#### RECORDS TO USE ####
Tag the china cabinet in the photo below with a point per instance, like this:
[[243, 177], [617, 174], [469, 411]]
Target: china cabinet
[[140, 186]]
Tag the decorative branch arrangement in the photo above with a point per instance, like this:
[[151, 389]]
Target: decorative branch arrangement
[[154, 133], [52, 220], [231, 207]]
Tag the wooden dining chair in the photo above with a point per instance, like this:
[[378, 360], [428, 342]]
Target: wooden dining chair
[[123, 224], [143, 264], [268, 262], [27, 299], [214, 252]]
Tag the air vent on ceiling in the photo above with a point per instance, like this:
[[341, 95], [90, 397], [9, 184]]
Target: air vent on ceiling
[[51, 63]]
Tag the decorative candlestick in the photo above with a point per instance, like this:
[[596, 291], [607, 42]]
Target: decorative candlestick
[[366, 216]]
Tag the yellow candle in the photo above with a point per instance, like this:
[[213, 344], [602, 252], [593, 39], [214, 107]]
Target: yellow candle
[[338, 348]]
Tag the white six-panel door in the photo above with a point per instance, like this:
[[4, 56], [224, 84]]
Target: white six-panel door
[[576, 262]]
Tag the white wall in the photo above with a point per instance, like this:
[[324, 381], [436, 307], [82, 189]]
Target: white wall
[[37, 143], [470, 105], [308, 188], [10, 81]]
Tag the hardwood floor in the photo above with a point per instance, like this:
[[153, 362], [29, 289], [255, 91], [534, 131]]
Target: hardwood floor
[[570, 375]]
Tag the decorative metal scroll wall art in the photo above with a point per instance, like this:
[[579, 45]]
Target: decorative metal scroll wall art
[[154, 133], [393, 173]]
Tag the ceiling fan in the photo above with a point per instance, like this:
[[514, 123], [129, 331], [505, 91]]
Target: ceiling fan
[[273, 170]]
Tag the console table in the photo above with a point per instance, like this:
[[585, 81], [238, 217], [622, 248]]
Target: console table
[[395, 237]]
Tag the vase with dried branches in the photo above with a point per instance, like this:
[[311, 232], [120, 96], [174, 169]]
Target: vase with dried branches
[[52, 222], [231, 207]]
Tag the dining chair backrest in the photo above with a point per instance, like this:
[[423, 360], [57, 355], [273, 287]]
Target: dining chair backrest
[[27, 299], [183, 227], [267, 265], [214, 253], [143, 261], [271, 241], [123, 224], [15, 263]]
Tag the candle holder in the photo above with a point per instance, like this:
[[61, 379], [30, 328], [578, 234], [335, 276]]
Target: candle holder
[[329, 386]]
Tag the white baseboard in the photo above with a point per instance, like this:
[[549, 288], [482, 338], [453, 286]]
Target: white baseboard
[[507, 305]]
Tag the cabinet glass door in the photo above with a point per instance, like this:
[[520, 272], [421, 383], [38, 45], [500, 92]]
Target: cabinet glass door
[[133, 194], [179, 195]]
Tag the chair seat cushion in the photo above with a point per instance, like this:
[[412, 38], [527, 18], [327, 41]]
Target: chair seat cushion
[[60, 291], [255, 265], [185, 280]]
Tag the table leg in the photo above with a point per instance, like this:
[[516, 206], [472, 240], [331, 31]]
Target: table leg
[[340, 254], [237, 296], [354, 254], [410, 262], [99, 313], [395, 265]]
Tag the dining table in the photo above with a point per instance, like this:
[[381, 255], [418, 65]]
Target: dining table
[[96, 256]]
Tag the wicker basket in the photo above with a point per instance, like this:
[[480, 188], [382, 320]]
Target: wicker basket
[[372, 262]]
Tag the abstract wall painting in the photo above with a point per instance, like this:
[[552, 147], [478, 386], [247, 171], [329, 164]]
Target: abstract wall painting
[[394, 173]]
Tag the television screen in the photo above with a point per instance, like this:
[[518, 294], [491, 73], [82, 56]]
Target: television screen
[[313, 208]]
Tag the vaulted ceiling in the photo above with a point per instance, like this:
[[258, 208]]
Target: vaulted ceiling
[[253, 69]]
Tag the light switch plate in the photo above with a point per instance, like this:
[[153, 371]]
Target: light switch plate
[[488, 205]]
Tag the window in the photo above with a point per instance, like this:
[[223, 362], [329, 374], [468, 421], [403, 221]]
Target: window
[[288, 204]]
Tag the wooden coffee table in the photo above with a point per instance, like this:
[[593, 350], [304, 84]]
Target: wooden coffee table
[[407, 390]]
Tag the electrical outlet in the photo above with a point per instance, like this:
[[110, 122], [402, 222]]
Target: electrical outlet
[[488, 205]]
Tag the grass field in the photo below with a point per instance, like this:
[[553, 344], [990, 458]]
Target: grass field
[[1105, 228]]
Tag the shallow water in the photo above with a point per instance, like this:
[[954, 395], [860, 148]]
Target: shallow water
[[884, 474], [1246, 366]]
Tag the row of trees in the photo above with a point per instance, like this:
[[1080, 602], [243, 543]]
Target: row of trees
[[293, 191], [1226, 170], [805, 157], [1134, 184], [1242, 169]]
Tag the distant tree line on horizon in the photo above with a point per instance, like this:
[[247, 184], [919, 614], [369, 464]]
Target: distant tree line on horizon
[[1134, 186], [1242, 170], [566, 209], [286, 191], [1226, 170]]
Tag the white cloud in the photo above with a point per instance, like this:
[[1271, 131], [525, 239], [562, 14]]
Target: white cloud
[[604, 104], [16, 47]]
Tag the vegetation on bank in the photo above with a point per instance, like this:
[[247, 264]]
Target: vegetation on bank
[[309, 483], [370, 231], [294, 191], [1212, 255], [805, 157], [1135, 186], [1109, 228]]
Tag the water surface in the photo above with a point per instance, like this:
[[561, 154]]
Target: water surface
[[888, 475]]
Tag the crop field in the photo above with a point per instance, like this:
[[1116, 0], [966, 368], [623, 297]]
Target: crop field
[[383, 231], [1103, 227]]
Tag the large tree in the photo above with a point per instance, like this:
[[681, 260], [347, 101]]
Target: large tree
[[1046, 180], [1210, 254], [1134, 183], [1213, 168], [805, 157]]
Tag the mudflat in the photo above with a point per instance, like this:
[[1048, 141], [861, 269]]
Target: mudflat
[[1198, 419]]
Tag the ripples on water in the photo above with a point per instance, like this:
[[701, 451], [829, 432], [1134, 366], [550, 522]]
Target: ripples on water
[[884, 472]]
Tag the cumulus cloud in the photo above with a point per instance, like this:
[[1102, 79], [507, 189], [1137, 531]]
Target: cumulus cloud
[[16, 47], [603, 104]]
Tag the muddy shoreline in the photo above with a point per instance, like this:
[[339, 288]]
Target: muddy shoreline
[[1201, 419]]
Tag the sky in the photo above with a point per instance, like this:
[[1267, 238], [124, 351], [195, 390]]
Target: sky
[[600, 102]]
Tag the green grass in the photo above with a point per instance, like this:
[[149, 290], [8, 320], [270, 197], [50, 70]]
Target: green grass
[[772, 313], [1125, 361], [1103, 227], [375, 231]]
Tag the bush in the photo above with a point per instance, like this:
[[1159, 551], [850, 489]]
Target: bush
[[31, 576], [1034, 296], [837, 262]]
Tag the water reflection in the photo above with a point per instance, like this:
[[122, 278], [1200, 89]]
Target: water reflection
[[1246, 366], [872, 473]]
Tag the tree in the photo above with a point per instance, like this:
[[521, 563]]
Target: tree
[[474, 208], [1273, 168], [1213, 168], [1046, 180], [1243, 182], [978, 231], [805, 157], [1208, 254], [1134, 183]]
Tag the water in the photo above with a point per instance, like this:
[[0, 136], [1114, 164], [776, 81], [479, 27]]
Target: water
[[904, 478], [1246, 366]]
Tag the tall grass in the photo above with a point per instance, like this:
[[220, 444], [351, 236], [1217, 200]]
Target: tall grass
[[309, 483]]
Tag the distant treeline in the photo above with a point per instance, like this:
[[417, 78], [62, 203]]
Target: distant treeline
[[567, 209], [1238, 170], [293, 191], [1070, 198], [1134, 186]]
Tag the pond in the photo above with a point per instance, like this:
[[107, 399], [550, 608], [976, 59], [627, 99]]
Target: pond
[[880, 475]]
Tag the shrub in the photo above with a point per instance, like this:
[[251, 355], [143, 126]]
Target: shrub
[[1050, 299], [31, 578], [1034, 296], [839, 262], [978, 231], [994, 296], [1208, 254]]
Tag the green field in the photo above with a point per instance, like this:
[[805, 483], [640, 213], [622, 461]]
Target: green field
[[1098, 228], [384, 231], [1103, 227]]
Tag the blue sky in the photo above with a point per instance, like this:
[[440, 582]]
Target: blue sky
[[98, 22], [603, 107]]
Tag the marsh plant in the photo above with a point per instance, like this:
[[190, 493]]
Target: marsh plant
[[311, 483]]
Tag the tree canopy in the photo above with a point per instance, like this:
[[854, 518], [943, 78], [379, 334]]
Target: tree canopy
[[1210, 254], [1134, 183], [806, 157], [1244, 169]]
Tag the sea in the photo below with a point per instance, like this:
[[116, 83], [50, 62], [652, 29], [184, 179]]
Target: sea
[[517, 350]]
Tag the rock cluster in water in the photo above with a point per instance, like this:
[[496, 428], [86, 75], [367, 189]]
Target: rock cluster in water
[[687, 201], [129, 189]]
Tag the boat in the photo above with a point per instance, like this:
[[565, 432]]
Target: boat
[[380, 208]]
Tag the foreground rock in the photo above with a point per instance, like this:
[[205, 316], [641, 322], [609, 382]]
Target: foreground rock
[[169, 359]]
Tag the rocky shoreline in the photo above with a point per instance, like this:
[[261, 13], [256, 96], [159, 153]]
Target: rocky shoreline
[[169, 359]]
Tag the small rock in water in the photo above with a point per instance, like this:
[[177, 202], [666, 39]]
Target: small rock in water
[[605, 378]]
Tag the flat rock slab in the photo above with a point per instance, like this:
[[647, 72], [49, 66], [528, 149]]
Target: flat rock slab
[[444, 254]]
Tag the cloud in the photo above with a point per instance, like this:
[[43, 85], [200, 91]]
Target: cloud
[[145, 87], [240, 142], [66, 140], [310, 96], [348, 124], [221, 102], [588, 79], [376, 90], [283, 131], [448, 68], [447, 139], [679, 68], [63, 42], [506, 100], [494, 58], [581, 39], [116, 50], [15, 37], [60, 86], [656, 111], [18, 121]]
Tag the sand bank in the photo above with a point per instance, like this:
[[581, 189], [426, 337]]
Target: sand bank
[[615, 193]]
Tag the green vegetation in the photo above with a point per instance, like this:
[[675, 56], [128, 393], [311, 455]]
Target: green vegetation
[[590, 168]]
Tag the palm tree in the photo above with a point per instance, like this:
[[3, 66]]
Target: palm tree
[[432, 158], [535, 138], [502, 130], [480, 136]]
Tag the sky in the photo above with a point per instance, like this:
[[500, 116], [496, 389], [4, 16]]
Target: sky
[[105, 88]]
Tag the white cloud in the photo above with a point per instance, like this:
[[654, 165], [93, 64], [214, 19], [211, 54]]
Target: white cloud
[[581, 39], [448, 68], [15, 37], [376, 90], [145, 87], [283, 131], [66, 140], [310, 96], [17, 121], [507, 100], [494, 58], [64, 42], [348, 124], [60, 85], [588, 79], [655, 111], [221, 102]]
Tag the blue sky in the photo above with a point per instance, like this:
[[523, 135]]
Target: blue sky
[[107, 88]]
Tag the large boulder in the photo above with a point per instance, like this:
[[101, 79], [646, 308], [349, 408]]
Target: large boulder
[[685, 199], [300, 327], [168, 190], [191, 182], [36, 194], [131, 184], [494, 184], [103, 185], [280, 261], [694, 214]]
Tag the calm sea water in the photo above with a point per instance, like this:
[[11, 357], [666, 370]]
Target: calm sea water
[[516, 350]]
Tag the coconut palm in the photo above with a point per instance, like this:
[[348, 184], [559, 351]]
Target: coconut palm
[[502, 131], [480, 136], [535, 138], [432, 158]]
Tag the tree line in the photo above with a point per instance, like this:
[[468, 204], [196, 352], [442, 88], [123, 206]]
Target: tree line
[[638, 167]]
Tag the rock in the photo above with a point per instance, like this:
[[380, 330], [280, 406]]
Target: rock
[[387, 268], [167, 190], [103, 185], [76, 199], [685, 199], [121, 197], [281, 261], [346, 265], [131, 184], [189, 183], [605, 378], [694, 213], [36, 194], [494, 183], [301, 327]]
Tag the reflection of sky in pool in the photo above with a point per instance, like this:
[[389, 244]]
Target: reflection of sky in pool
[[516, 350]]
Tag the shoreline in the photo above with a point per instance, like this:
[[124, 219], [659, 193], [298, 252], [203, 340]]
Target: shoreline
####
§ ASSIGNED TASK:
For every line above that holds the string "below", add one to a count; give that count alone.

§ ANSWER TO THIS PROBLEM:
3